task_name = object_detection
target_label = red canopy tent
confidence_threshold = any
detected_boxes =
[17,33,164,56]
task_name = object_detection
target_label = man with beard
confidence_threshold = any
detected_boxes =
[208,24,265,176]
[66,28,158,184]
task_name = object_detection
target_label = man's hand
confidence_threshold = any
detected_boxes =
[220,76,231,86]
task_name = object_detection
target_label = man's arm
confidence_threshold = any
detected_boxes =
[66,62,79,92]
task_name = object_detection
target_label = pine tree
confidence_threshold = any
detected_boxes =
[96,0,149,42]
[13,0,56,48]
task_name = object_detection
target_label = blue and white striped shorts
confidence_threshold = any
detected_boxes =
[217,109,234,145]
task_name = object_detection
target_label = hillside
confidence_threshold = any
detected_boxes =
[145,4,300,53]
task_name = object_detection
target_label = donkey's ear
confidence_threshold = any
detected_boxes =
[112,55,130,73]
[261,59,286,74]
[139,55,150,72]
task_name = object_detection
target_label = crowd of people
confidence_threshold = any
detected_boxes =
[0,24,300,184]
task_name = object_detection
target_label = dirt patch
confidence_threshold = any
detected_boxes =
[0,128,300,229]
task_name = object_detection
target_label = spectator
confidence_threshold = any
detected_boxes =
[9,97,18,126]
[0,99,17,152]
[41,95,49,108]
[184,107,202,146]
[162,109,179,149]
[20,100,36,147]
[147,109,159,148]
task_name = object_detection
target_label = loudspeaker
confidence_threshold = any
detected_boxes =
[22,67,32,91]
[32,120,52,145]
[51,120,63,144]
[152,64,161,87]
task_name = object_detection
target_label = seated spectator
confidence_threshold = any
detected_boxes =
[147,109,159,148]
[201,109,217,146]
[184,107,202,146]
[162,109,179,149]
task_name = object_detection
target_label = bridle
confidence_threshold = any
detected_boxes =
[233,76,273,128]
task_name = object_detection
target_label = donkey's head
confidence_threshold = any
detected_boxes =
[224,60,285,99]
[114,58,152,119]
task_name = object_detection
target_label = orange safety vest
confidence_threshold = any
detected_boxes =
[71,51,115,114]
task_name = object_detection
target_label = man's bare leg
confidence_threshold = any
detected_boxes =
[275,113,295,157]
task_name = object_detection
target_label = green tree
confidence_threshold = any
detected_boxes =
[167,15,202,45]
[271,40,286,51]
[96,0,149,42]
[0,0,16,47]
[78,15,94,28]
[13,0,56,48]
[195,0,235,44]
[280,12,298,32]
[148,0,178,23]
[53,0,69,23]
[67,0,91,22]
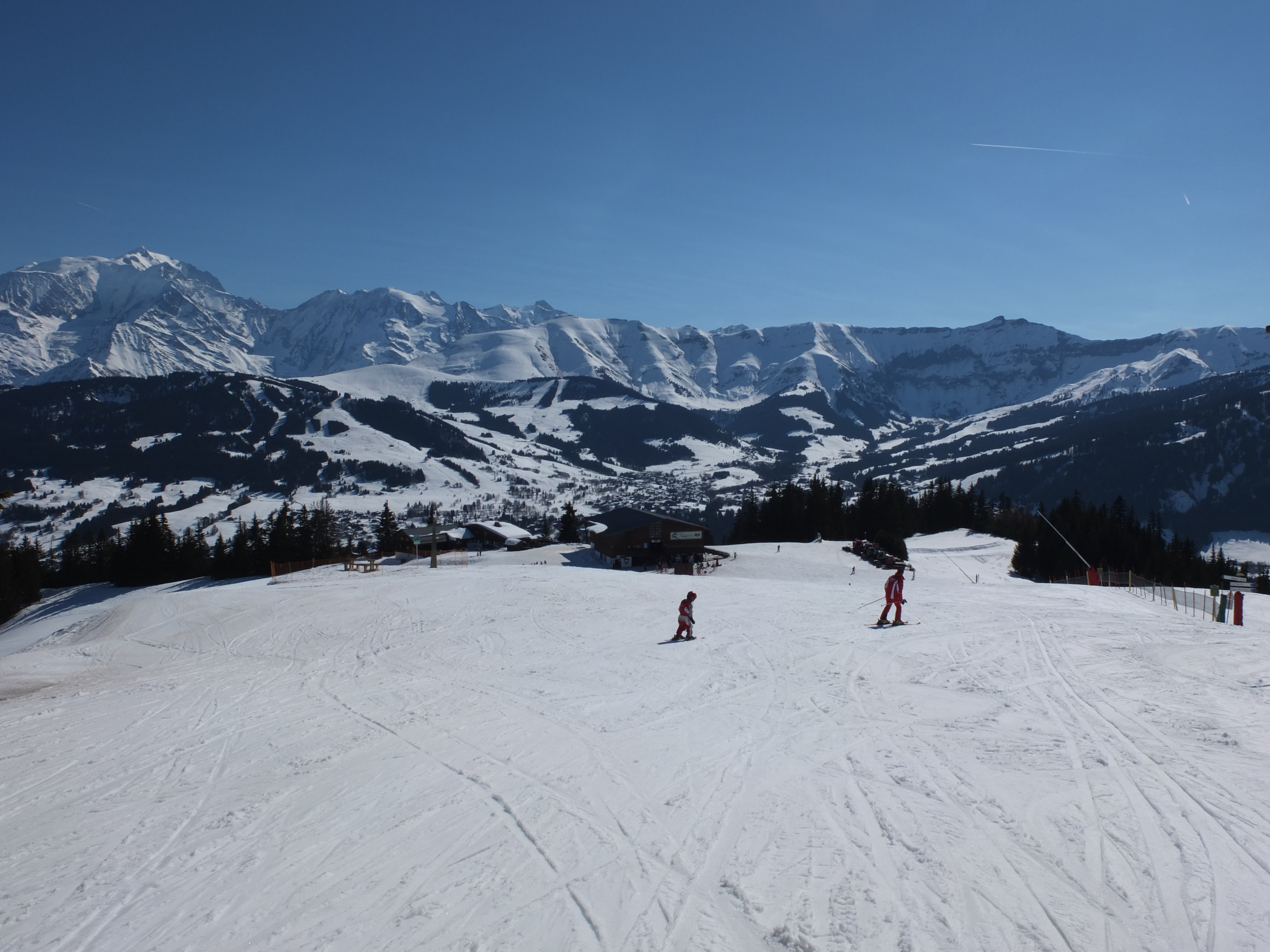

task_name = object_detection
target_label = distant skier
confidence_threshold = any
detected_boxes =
[878,565,906,626]
[671,592,697,641]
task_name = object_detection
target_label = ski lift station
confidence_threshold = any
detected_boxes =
[587,506,709,569]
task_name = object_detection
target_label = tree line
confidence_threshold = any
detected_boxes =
[728,476,1270,594]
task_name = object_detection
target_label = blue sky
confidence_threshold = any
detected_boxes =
[0,0,1270,338]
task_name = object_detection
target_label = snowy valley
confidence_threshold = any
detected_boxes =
[0,249,1270,548]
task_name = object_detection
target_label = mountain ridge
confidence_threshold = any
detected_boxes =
[0,248,1270,420]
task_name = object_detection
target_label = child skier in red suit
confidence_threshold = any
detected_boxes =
[671,592,697,641]
[878,566,904,625]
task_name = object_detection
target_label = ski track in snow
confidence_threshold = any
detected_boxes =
[0,532,1270,952]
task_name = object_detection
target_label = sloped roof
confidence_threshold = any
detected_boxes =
[467,519,533,538]
[589,505,705,536]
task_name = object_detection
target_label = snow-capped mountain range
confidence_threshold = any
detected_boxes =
[0,249,1270,551]
[10,249,1270,419]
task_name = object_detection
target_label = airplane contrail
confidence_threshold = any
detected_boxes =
[970,142,1128,159]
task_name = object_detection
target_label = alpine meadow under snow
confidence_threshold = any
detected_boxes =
[0,531,1270,952]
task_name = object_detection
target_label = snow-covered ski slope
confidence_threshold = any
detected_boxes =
[0,532,1270,952]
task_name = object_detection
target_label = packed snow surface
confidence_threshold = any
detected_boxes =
[0,532,1270,952]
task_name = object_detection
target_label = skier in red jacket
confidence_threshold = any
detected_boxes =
[671,592,697,641]
[878,565,904,625]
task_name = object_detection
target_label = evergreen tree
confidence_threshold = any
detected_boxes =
[558,503,582,542]
[375,503,401,556]
[0,537,44,622]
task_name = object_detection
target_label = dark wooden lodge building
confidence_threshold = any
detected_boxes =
[587,506,712,569]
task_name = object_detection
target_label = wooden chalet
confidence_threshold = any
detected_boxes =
[587,506,710,569]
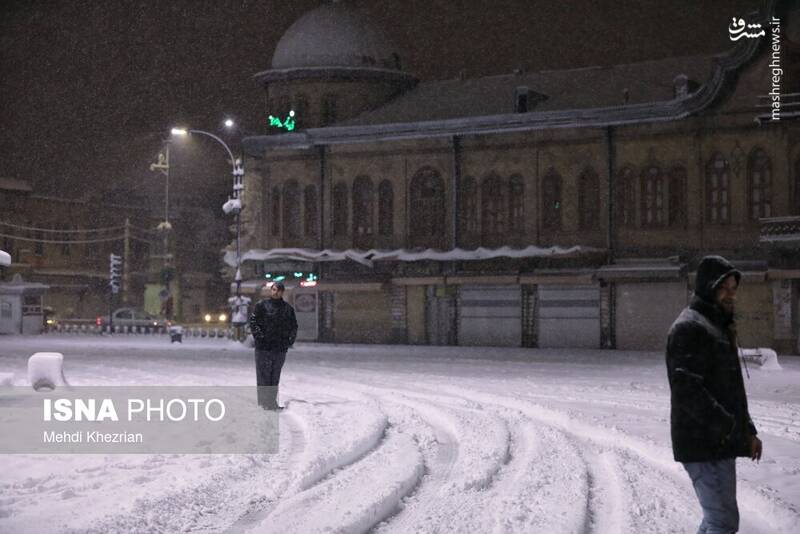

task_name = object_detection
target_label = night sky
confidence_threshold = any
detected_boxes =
[0,0,760,205]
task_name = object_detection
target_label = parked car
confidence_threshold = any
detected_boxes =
[96,308,169,328]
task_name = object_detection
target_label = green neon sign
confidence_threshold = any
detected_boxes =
[269,110,294,132]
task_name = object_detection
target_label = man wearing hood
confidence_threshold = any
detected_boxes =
[667,256,762,534]
[250,282,297,410]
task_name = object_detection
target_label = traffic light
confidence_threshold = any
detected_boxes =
[108,253,122,294]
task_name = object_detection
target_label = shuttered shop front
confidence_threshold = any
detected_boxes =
[458,285,522,347]
[536,285,600,349]
[614,282,688,350]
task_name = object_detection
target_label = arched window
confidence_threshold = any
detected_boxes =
[270,186,281,237]
[706,152,731,224]
[353,176,375,249]
[642,166,664,228]
[578,169,600,230]
[508,174,525,236]
[283,180,300,239]
[794,157,800,215]
[378,180,394,237]
[615,167,636,228]
[333,182,348,237]
[292,93,313,129]
[409,167,445,248]
[747,148,772,221]
[61,224,71,256]
[458,176,478,247]
[669,166,688,228]
[320,95,336,126]
[303,185,319,237]
[481,174,508,247]
[542,169,562,230]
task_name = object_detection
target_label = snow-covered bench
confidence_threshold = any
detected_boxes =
[739,348,783,371]
[28,352,69,391]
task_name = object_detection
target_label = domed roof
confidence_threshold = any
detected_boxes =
[272,2,399,69]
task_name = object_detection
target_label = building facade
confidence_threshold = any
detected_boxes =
[231,3,800,353]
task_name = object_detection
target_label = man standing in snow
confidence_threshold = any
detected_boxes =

**EXERCISE INSTRUCTIONS**
List every line above that contains the string "mountain", copying each of those lines in full. Case counts.

**TASK OUTPUT**
target_label = mountain ridge
target_label = snow-capped mountain range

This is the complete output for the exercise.